**EXERCISE DETAILS**
Resume the forum thread about jobs people would not want to do, continuing on from its final post.

-- BEGIN GIVEN PASSAGE --

# Are there any jobs you wouldn't want to do?



## Reecedouglas1 (Oct 10, 2019)

porn star for me


----------



## WillYouStopDave (Jul 14, 2013)

All of them

1. I have the lowest capacity for work that you can imagine

2. I have a very low opinion of living to work and working to live. Therefore, the entire foundation of surviving as a human is alien to me and basically causes me to be considered to be a subhuman by virtue of my very existence.


----------



## PurplePeopleEater (May 10, 2017)

Definitely would not be a nurse. Too stressful. Wouldn't want to be a pilot, either or a teacher. Pretty much anything really stressful. Theres a lot of jobs I don't want to do.


----------



## JH1983 (Nov 14, 2013)

Anything where I'd have to talk in front of people or have meetings I'd be expected to participate in. Dealing with the public is a big no too. Nothing with much interaction at all really.
_Posted via Mobile Device_


----------



## harrison (Apr 14, 2012)

Reecedouglas1 said:


> porn star for me


Well that put a smile on my face.

-- END GIVEN PASSAGE --
-- BEGIN DATASET ROWS --

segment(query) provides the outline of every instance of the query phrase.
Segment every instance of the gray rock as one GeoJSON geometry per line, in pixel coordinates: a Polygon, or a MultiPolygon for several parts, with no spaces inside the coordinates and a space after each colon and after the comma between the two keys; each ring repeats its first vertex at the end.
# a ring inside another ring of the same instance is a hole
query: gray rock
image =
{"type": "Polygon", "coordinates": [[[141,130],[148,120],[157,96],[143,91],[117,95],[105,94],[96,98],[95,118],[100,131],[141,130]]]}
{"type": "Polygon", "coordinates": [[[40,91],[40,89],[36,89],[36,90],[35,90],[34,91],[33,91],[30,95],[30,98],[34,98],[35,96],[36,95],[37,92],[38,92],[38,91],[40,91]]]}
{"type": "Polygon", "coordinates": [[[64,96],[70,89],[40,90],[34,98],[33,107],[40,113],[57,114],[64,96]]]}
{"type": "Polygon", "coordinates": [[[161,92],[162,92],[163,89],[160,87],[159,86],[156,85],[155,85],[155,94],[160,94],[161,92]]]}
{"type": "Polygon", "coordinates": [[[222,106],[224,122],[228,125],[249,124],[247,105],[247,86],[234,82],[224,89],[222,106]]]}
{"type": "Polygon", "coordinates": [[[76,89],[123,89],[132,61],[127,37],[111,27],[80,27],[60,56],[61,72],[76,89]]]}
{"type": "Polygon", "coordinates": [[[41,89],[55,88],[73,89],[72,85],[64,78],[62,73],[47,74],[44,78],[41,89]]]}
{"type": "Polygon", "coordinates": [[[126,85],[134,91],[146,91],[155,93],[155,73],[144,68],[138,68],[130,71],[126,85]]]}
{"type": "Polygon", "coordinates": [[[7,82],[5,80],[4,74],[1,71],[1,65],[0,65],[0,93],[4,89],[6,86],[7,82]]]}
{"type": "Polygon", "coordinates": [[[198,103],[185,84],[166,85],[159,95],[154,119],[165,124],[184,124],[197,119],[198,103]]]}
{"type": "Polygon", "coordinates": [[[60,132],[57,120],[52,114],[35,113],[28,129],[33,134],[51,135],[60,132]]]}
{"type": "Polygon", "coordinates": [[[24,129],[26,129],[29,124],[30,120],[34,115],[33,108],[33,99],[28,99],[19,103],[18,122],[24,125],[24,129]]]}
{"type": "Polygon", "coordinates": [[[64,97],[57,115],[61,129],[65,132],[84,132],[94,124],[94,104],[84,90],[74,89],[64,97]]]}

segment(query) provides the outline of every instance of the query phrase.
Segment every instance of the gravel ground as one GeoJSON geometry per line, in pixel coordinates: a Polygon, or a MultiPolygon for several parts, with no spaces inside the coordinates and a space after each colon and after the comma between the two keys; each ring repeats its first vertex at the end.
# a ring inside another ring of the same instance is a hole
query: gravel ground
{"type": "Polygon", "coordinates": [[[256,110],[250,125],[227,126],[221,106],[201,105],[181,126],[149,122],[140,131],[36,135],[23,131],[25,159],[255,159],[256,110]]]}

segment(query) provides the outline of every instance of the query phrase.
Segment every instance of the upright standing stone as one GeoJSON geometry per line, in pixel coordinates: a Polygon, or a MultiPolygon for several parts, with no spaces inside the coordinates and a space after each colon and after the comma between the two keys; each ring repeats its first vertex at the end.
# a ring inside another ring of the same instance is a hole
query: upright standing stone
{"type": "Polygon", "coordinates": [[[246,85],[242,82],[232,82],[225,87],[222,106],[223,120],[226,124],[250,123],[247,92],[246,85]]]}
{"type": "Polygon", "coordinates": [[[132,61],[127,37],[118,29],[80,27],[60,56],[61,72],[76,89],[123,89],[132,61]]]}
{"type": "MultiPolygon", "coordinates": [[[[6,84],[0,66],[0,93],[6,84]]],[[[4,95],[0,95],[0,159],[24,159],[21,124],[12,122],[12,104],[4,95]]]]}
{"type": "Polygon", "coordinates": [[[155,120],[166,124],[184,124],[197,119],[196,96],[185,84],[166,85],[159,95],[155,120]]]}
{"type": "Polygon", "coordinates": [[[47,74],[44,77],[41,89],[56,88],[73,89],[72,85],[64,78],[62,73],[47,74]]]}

-- END DATASET ROWS --

**ANSWER TO THIS PROBLEM**
I have trouble with a lot of things - but having to take classes would be the worst probably. I've had to do it in the past and I hated it. Also meetings. Also pretty much anything where I need to actually show up, be serious, and take responsibility for something. I have far too many bad days nowadays for that to be feasible.


----------



## blue2 (May 20, 2013)

Any job where I have to pretend to be happy while dealing with people's BS, that covers most of them :lol.. I'm bad at smiling, my fake smile has got a bit of a Wednesday Addams/homicidal maniac vibe.


----------



## truant (Jul 4, 2014)

Spider-tamer.


----------



## Saeta (Jul 31, 2018)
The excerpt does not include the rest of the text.